[Entries on locating named things]
----

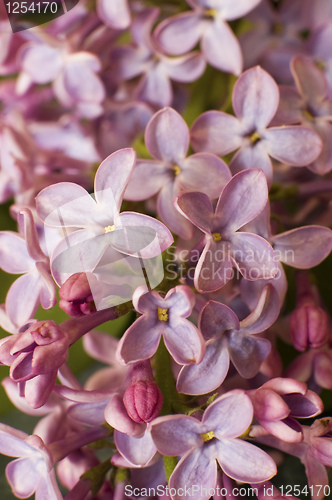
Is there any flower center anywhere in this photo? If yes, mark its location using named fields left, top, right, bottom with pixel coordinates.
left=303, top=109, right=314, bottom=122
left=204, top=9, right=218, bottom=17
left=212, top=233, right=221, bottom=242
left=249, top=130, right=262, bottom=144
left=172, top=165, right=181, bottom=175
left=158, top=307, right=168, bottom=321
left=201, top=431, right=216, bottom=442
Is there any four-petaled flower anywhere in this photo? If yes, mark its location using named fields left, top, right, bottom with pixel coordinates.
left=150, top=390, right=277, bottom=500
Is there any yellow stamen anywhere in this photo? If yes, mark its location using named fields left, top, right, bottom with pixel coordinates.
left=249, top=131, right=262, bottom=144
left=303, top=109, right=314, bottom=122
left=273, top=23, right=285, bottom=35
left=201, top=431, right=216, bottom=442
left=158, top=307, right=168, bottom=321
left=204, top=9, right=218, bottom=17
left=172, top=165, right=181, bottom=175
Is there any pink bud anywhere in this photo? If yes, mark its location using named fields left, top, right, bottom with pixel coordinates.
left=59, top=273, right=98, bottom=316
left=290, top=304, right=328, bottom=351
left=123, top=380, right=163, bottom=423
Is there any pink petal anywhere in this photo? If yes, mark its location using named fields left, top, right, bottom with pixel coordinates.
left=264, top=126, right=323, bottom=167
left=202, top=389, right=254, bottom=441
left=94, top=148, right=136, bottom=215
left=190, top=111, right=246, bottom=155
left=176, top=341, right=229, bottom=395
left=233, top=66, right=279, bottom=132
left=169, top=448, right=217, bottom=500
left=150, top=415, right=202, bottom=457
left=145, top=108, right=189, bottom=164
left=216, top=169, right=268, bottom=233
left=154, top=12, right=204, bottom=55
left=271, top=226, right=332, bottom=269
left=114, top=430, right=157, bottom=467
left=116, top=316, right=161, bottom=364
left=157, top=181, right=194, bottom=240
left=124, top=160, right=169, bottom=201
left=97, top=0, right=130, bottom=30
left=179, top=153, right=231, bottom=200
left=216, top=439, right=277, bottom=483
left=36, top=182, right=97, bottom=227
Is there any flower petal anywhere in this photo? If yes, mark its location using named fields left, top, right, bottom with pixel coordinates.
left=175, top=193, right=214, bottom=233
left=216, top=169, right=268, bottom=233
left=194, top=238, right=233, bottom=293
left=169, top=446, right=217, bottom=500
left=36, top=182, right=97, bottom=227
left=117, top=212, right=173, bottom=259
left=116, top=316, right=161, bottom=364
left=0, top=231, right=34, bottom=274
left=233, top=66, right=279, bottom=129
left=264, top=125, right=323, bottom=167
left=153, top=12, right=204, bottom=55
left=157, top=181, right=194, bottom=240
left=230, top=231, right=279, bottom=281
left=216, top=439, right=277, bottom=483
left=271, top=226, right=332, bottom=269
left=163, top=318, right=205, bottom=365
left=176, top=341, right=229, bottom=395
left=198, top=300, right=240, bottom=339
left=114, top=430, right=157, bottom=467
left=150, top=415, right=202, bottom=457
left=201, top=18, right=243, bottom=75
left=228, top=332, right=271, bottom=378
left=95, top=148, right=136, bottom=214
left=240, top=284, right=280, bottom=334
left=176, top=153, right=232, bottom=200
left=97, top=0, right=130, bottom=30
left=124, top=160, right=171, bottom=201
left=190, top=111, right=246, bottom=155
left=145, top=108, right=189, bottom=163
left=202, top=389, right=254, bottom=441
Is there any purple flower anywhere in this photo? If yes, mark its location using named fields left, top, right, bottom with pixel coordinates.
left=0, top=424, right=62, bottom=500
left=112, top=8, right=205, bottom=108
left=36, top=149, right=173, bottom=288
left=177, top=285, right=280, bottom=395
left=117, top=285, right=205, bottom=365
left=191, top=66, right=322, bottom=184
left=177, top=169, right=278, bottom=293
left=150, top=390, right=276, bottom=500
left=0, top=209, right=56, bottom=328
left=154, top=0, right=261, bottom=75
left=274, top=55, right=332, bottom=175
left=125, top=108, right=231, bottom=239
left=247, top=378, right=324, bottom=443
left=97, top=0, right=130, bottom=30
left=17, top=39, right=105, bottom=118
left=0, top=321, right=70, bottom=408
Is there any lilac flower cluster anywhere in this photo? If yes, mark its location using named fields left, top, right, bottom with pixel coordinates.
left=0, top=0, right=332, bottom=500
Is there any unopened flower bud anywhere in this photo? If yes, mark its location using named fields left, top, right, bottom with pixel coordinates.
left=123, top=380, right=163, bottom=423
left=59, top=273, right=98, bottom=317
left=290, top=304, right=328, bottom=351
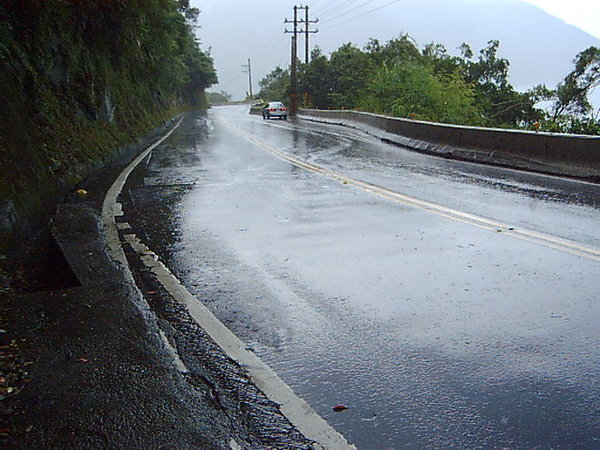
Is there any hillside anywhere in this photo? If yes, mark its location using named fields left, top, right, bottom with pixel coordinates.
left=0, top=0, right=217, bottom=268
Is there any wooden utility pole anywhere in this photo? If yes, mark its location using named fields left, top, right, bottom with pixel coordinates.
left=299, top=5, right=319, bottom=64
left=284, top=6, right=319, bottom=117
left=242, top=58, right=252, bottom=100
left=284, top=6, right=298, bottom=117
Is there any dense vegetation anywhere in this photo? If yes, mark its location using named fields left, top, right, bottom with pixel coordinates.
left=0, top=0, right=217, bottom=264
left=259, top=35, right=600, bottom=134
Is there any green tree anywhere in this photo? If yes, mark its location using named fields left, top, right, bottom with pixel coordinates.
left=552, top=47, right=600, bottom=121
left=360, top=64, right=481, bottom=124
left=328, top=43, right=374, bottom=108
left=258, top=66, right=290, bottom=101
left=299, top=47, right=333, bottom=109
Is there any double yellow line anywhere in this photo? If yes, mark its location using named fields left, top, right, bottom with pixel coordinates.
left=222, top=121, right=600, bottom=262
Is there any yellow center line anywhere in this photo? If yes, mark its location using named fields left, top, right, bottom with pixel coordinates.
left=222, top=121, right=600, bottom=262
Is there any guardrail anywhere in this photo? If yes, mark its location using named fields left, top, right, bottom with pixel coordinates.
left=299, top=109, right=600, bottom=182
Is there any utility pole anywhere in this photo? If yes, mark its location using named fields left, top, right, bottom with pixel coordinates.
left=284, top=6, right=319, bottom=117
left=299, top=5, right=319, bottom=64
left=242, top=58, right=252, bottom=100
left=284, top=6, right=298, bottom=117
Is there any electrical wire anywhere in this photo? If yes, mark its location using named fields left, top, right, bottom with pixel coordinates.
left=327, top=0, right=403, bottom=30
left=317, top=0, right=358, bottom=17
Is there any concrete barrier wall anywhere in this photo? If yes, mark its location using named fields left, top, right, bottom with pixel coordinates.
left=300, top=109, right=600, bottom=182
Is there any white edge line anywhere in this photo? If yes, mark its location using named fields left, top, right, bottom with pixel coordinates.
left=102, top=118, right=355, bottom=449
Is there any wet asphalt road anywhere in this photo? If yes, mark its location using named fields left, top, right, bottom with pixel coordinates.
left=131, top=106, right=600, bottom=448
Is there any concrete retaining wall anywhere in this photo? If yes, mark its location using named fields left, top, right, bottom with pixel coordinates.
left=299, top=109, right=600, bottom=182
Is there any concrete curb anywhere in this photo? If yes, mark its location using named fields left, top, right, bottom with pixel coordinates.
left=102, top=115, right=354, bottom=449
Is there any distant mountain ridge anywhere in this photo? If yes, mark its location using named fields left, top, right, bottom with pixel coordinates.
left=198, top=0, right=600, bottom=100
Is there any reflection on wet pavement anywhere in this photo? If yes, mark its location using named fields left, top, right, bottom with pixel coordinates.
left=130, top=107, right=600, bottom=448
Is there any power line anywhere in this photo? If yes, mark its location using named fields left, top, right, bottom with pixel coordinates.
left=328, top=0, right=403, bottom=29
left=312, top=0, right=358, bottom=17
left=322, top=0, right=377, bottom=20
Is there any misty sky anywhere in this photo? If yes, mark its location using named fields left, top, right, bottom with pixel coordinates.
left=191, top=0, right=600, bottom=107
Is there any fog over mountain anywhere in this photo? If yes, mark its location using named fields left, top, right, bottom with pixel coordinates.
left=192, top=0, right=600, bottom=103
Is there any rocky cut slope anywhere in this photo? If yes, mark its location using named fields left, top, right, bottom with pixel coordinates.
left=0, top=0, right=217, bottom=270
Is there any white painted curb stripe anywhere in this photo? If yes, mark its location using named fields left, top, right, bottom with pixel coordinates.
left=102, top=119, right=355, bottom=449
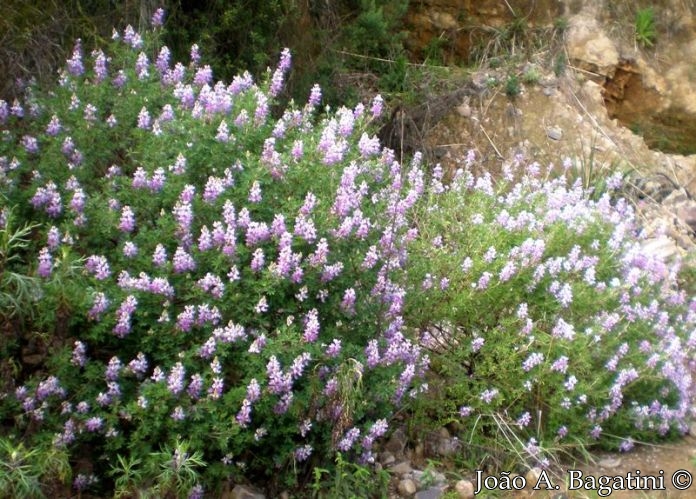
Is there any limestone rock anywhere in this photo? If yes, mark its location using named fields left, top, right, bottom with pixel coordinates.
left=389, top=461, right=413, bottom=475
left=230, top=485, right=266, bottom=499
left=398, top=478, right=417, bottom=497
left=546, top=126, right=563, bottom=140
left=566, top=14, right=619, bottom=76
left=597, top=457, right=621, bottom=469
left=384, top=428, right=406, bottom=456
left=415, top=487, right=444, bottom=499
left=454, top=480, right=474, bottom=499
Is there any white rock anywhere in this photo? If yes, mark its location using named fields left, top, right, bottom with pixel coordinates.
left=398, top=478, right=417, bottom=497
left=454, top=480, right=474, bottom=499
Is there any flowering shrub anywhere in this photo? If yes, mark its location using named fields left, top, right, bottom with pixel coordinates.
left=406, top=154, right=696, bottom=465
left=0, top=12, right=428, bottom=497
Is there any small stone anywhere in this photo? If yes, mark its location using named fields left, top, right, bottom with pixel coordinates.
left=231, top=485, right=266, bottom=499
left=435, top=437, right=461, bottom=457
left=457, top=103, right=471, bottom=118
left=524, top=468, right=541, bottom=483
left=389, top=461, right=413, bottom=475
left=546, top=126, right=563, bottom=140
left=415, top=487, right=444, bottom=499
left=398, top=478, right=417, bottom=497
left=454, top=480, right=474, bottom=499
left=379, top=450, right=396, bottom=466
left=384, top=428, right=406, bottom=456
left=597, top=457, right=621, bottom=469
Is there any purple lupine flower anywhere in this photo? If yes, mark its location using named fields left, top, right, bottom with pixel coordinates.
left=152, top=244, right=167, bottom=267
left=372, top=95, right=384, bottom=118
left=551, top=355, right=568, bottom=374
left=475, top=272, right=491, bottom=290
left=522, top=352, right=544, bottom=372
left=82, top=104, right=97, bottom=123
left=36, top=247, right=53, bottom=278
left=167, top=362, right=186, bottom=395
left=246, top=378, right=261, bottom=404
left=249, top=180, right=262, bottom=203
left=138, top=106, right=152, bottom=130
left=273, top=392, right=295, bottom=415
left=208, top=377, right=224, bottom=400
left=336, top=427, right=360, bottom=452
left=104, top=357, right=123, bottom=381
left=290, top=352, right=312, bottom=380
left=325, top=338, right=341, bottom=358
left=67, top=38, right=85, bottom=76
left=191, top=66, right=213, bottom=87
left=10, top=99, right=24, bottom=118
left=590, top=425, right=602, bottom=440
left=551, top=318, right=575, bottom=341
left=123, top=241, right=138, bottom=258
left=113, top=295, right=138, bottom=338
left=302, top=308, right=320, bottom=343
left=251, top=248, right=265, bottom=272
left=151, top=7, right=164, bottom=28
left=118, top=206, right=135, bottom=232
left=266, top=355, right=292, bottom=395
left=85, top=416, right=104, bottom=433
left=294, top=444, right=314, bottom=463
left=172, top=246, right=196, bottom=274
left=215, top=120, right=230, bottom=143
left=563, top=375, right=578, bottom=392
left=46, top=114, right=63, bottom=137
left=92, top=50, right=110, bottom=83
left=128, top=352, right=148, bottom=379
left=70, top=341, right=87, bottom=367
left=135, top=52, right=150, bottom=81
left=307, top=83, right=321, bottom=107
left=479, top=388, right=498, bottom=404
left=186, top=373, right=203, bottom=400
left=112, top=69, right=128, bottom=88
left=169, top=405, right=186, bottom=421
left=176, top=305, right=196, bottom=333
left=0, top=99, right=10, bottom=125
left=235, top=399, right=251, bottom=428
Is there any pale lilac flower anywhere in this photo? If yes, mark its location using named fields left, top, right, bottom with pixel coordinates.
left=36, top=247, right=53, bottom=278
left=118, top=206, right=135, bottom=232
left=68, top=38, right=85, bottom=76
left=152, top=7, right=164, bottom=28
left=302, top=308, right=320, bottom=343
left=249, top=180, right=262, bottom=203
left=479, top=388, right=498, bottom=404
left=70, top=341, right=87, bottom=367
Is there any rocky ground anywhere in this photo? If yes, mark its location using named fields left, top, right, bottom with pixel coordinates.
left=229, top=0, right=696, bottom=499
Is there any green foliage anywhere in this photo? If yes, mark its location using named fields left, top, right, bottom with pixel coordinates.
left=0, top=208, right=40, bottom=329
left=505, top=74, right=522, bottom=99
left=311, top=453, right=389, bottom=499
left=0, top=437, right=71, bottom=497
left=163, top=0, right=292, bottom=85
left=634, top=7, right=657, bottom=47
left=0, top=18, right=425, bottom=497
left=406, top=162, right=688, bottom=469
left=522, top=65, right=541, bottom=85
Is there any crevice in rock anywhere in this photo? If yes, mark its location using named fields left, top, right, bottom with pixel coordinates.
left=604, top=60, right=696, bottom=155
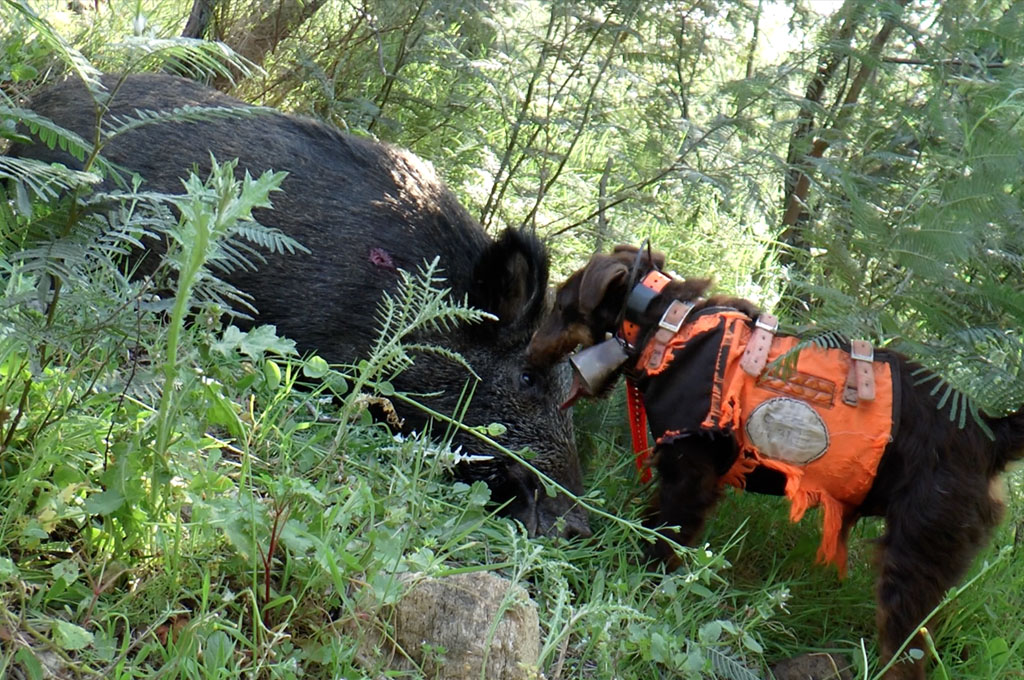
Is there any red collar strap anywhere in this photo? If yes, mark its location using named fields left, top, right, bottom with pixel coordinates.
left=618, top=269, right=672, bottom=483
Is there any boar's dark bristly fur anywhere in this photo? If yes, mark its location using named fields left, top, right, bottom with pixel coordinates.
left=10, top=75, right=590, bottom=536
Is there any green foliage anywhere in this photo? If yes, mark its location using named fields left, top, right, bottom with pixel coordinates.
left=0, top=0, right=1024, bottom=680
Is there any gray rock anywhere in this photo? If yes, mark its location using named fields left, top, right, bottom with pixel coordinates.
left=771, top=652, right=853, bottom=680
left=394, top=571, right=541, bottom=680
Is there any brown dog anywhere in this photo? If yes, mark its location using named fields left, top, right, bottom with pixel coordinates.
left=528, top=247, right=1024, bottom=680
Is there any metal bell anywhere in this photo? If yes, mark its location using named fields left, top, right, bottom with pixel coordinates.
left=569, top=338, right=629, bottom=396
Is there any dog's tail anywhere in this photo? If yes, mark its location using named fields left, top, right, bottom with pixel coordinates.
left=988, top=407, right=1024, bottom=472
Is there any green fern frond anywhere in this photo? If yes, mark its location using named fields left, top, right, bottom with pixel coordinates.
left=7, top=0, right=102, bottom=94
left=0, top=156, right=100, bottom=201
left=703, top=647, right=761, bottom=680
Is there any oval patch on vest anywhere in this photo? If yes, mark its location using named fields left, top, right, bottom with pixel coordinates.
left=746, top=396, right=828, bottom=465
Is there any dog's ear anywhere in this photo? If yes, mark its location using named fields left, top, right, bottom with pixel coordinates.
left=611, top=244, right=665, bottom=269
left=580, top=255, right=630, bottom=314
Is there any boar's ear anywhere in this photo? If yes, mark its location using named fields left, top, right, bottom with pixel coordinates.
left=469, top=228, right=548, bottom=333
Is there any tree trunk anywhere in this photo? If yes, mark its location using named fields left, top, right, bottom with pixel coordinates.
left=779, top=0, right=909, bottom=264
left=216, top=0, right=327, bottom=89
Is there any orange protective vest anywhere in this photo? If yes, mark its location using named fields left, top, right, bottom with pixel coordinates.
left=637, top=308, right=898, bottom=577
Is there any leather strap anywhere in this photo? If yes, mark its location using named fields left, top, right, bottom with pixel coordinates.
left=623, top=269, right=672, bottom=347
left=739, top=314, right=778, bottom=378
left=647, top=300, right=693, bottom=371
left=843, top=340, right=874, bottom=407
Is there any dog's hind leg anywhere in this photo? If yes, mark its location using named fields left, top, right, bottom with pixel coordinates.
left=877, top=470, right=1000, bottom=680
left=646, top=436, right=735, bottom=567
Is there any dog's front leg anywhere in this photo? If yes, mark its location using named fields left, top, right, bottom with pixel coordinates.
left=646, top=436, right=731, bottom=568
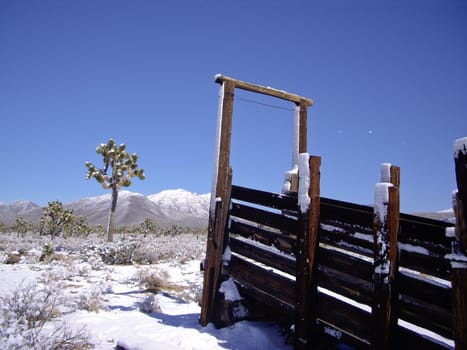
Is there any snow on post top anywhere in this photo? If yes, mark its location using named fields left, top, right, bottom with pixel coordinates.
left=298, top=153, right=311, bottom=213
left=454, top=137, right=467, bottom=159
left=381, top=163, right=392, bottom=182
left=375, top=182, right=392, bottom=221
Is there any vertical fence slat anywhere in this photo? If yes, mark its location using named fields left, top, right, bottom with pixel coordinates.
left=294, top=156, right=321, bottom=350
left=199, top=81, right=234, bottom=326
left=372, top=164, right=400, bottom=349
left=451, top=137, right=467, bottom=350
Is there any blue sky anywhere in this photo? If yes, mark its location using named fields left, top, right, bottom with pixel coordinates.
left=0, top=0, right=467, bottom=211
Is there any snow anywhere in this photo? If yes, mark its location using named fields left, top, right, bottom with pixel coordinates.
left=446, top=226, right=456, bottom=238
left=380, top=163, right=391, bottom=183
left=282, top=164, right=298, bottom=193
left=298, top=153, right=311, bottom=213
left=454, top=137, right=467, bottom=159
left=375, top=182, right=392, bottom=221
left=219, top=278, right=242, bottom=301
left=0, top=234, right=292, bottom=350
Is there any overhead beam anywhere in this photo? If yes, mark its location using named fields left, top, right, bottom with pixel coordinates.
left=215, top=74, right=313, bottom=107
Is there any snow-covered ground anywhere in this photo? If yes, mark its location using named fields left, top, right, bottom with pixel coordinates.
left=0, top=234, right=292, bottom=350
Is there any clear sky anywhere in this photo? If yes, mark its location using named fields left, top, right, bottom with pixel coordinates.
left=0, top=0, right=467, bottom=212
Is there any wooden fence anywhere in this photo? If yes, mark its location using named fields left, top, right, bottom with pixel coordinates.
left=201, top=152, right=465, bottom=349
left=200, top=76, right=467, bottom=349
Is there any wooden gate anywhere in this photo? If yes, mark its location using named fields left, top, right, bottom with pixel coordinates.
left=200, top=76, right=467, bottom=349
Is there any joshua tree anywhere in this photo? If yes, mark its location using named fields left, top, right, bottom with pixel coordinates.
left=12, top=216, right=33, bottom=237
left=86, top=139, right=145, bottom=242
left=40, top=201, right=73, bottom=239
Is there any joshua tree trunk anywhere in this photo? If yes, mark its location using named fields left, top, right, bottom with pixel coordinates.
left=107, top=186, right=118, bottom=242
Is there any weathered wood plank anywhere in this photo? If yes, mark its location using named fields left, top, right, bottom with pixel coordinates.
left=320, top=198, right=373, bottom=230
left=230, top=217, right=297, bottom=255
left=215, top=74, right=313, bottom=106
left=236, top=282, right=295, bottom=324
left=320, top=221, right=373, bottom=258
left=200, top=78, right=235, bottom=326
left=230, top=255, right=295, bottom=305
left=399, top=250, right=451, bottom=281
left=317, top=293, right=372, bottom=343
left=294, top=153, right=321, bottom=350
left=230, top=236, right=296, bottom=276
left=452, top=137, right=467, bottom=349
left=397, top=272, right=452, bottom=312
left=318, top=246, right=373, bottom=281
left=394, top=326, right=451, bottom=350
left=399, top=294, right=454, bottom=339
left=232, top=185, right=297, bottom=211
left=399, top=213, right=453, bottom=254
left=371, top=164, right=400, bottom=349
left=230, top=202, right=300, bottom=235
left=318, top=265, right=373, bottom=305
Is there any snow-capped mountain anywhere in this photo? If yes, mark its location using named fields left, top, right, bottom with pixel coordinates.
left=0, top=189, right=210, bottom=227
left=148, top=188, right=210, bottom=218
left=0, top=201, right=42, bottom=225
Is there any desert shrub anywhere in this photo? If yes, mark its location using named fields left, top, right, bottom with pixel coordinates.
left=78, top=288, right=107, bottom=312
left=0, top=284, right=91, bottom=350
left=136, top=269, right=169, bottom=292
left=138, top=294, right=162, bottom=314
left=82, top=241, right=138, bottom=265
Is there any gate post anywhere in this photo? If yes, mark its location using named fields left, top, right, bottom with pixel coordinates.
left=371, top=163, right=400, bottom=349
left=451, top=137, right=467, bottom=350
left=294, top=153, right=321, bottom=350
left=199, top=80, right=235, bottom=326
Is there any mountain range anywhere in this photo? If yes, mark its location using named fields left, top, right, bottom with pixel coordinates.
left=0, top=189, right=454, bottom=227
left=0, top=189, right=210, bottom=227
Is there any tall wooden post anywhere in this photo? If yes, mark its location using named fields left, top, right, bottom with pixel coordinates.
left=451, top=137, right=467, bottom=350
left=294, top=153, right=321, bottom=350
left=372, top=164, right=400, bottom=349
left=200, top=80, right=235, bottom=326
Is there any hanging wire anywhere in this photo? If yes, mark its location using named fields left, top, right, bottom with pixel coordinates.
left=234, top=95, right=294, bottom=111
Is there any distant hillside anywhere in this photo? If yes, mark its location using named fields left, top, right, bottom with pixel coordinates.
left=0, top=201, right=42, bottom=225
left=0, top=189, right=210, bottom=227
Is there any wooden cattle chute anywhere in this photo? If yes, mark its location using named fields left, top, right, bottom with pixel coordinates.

----

§ The exercise: Quote every line from the line containing "Is there any gate" through the closing line of the listing, including both.

§ Final answer:
Is there any gate post anywhere in this photo? If yes, mark its location using named fields left, top, right, bottom with pixel coordinates.
left=371, top=163, right=400, bottom=349
left=451, top=137, right=467, bottom=350
left=294, top=153, right=321, bottom=350
left=199, top=80, right=235, bottom=326
Is there any mountain range anywhere in this photo? If yes, mark its location using named fields left, top, right, bottom with pixel coordinates.
left=0, top=189, right=454, bottom=227
left=0, top=189, right=210, bottom=227
Is there any tall wooden post anywhere in this photo? If yes, mark its location using named fields left, top, right, bottom with pixel coordinates.
left=451, top=137, right=467, bottom=350
left=294, top=153, right=321, bottom=350
left=372, top=164, right=400, bottom=349
left=200, top=80, right=235, bottom=326
Is there any hanging wire anywhere in this photo? If yes, mark its location using named fields left, top, right, bottom with pixel coordinates.
left=234, top=95, right=294, bottom=111
Is there any distant hillside anywhere in this photo? If yes, mark its location using named fields left, top, right, bottom with pixel coordinates.
left=0, top=201, right=42, bottom=225
left=0, top=189, right=210, bottom=227
Is there any wooden cattle chute anywhere in this photo? If yes, mark its location using named fields left, top, right, bottom with pixel coordinates.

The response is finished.